+++ THE RECORDS +++

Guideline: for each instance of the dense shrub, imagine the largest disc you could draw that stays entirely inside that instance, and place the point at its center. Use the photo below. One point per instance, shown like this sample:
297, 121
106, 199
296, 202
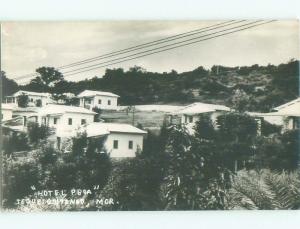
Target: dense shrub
37, 132
265, 190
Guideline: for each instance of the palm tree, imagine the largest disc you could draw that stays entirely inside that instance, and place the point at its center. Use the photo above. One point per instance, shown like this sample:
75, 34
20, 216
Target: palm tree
265, 190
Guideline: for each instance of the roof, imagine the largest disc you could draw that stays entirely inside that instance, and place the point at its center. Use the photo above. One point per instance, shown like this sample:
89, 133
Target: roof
258, 114
89, 93
7, 106
52, 109
295, 101
31, 93
100, 129
291, 108
198, 108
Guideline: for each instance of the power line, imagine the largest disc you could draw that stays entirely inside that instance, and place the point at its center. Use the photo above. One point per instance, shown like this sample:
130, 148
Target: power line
73, 72
141, 46
107, 63
152, 43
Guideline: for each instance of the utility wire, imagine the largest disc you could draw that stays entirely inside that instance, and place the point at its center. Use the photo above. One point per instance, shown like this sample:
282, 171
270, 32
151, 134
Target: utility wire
141, 46
99, 65
149, 44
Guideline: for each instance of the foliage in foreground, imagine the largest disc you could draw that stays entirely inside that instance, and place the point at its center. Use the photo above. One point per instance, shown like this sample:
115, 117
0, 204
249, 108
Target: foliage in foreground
265, 190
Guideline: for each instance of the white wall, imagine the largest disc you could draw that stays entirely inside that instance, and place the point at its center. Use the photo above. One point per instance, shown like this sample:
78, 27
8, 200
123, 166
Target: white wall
123, 143
62, 127
190, 125
34, 98
6, 114
104, 102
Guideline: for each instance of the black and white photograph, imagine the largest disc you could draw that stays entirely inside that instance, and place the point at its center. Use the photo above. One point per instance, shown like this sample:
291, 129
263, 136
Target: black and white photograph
154, 115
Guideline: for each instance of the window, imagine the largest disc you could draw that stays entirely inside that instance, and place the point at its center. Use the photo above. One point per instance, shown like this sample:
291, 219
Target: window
58, 142
116, 144
185, 119
130, 144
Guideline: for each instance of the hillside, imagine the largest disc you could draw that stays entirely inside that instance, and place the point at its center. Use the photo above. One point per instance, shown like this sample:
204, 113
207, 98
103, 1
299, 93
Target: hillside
252, 88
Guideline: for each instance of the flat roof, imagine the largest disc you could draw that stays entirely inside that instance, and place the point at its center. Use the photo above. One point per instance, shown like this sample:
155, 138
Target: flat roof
100, 129
90, 93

+++

#### [WHAT YOU ARE ASKED TO DO]
Transcribe exactly, and only, the lines from the one bearing "Guideline: for each instance of the window, imagine" through the last line of the entries, counting both.

#### [WRITTEN RESPONSE]
Guideline: for each instance of the window, imagine the largest disc you could draw that stays entirely inside that instance, and place the point at its center. Use the photo above. One point per instance, shown like this sample:
291, 219
Target: window
58, 142
116, 144
185, 119
130, 144
Guideline: for each instance of the hillside, imagine the largest disc you could draw that stays entirely inside that instance, and place the point at its center. Use the photo above. One point per instance, shown like this sample:
204, 113
207, 98
103, 1
299, 93
Target: hillside
252, 88
Guideline: for each instance of the flat roof, imagine the largest disc you could draw that stays entirely inside that instance, and place the point at its center. Use the photo above. One point per instance, shown like this sample:
155, 138
Target: flat roof
100, 129
90, 93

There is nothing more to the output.